_Problem_: Could you print every record exactly as it stands?

==== Data for the task ====

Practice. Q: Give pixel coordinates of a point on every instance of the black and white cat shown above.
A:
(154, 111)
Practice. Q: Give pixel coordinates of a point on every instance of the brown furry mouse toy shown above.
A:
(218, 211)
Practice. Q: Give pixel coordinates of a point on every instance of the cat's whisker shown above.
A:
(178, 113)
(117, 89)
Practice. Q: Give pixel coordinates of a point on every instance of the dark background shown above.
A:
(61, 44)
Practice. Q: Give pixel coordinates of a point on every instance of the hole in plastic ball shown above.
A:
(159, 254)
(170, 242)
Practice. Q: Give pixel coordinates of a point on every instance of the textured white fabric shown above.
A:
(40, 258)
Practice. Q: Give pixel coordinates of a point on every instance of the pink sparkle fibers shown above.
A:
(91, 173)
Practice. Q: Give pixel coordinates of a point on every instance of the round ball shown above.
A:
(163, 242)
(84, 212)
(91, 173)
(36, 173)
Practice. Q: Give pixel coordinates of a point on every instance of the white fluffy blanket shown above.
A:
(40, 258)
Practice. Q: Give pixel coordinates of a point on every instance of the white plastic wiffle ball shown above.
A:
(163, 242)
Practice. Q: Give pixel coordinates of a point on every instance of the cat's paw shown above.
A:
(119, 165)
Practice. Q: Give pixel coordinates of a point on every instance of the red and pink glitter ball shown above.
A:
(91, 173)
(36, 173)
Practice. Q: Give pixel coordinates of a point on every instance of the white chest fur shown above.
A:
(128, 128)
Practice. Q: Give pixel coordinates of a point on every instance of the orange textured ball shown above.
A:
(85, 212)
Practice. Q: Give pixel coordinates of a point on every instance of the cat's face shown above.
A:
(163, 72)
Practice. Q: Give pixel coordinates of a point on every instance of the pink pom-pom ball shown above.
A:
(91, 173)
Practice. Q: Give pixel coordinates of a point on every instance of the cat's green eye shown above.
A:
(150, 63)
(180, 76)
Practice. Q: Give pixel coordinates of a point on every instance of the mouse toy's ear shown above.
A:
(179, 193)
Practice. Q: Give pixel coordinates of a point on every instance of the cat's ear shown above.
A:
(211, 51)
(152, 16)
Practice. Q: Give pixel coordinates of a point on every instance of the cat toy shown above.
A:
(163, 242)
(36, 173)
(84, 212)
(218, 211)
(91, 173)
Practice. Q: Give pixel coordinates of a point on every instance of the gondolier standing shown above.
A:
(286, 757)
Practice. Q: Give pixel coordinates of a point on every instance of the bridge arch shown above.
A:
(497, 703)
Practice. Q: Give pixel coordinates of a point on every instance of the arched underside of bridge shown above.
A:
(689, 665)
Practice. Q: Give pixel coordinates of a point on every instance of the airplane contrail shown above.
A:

====

_Answer for the task_:
Practice. Q: Give pixel coordinates of a point on every instance of the black and white cat shown above.
A:
(154, 111)
Practice. Q: Give pixel coordinates of a point on every instance of the brown furry mouse toy shown above.
A:
(218, 211)
Practice. Q: Give pixel coordinates of a point on every instance of the cat's whisker shown above.
A:
(178, 113)
(117, 89)
Practice. Q: Give pixel coordinates of a point on every instance of the dark background shown above.
A:
(61, 44)
Practice. Q: Give pixel coordinates of a point on every instance of the hole in plastic ball shown above.
A:
(159, 254)
(170, 242)
Practice. Q: Give pixel coordinates of a point on every instance of the textured white fabric shown above.
A:
(40, 258)
Practice. Q: Give pixel coordinates of a point on every instance of the pink sparkle fibers shown above.
A:
(91, 173)
Practice. Q: Give pixel coordinates of a point on every instance of the round ball shown above.
A:
(163, 242)
(84, 212)
(91, 173)
(36, 173)
Practice. Q: Give pixel coordinates of a point on every instance of the white fluffy blanket shown above.
A:
(40, 258)
Practice. Q: Give pixel coordinates of a point on every instance of the white plastic wiffle ball shown above.
A:
(163, 242)
Practice. Q: Give pixel coordinates of a point on every instance of the cat's paw shown above.
A:
(119, 165)
Practice. Q: Give pixel coordinates of a point on every instance of the red and pink glitter ball shown above.
A:
(91, 173)
(36, 173)
Practice. Q: Give pixel coordinates of a point on every instance of the white chest fur shown above.
A:
(128, 128)
Practice. Q: Give pixel coordinates of a point on every instance of the orange textured ball shown above.
A:
(85, 212)
Practice. Q: Give pixel coordinates of a point on every instance of the cat's face shown above.
A:
(163, 72)
Practice. Q: Give pixel coordinates of a point on every instance of the pink pom-pom ball shown above.
A:
(91, 173)
Practice. Q: Give pixel coordinates of a point on every instance of the cat's green eye shown above.
A:
(150, 63)
(180, 76)
Practice. Q: Give pixel coordinates of a point on every instance of the mouse toy's ear shown above.
A:
(179, 193)
Practice. Q: Give pixel coordinates of a point on every instance of the cat's ear shown above.
A:
(211, 51)
(152, 16)
Practice. Q: Give pixel coordinates of a point on every instance of the cat toy shown above.
A:
(163, 242)
(36, 173)
(84, 212)
(218, 211)
(91, 173)
Practice. Q: Give pixel coordinates of a point on every instance of the gondolier standing shown above.
A:
(286, 757)
Practice. Q: Give pixel coordinates of a point on every instance of the bridge arch shown above.
A:
(497, 703)
Practice. Q: Give pixel coordinates of a point on every instance of the arched underside of bridge shown above.
A:
(689, 665)
Practice. Q: Give pixel coordinates of a point on every instance of the airplane contrail shown above.
A:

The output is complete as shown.